■ Description of the task:
Gather every line of the material below that contains the string "query". Case counts.

----- Stored records

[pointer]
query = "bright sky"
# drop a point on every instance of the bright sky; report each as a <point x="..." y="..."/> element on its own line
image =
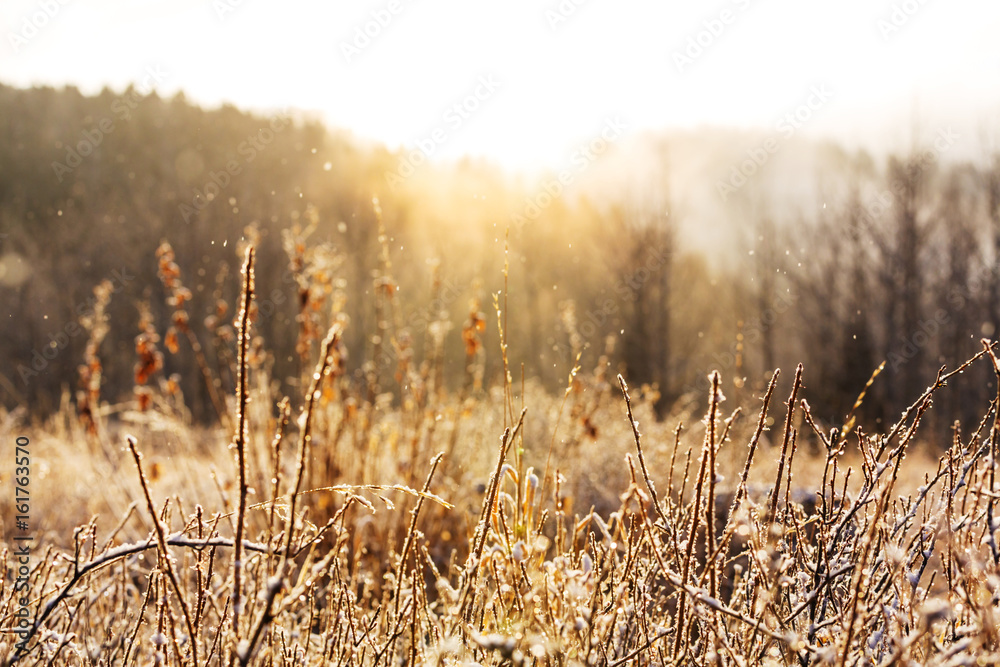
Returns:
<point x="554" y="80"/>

----------
----- Stored records

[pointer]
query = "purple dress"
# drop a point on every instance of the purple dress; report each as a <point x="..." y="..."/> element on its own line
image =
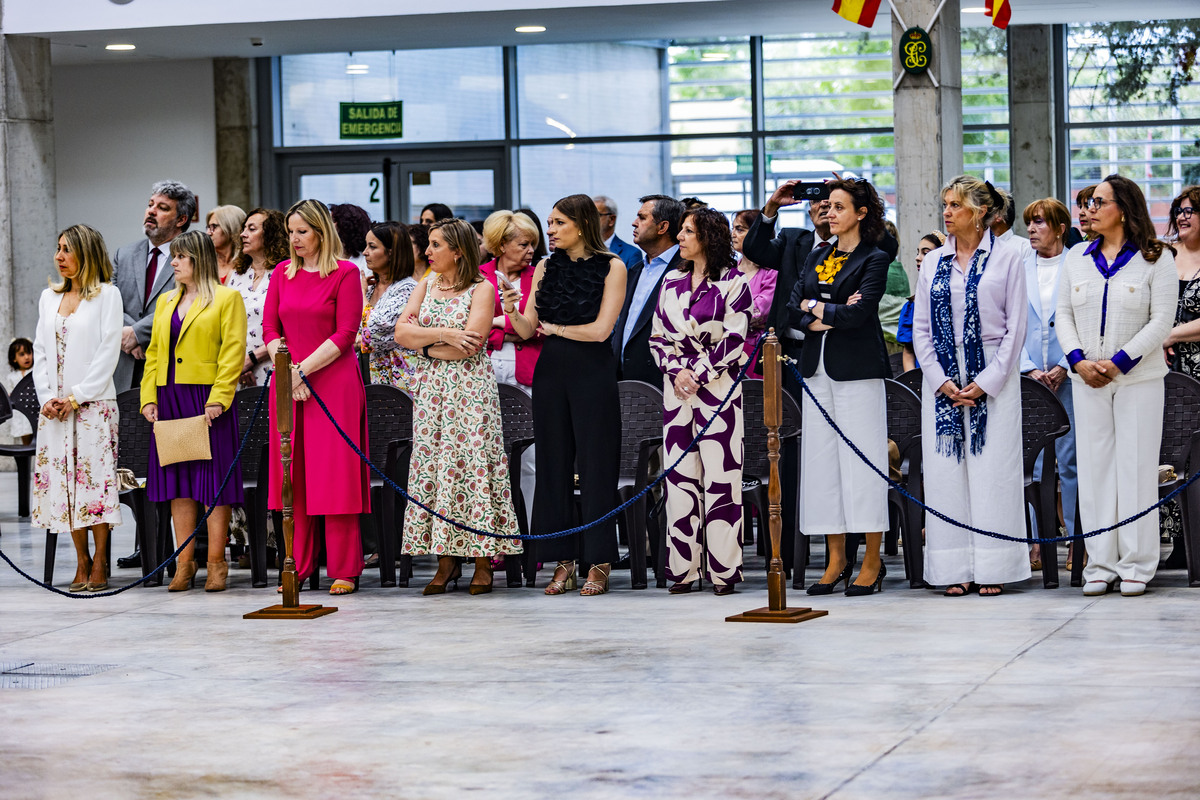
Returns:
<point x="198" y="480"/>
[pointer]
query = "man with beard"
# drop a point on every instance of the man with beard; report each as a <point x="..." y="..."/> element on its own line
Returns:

----------

■ Output of the task:
query = "bright sky"
query = "purple dress"
query = "man with beard"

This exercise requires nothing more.